Please convert the rows below into a JSON list of strings, one string per line, with blank lines dropped. Leave the pictures out of your answer.

▶ **Provided information**:
---------------
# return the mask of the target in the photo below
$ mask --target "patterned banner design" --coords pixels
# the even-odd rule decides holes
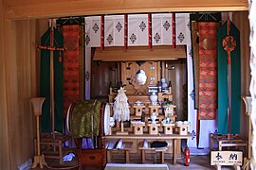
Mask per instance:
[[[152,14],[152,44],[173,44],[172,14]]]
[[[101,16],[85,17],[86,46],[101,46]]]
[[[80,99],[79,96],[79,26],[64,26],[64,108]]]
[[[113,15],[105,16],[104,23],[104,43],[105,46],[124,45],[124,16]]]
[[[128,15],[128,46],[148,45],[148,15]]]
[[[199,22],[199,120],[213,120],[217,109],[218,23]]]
---------------
▶ **Task response**:
[
  "# return the mask of the target in the photo below",
  "$ mask --target \"patterned banner design\" --coords pixels",
  "# the even-odd rule decides holes",
  "Mask per instance:",
  "[[[152,14],[152,44],[173,44],[172,14]]]",
  "[[[101,16],[85,17],[86,46],[101,46]]]",
  "[[[80,99],[79,96],[79,26],[64,26],[64,108]]]",
  "[[[113,15],[105,16],[104,23],[104,43],[105,46],[124,45],[124,16]]]",
  "[[[128,15],[128,46],[148,45],[148,15]]]",
  "[[[199,22],[199,120],[213,120],[217,109],[218,23]]]"
]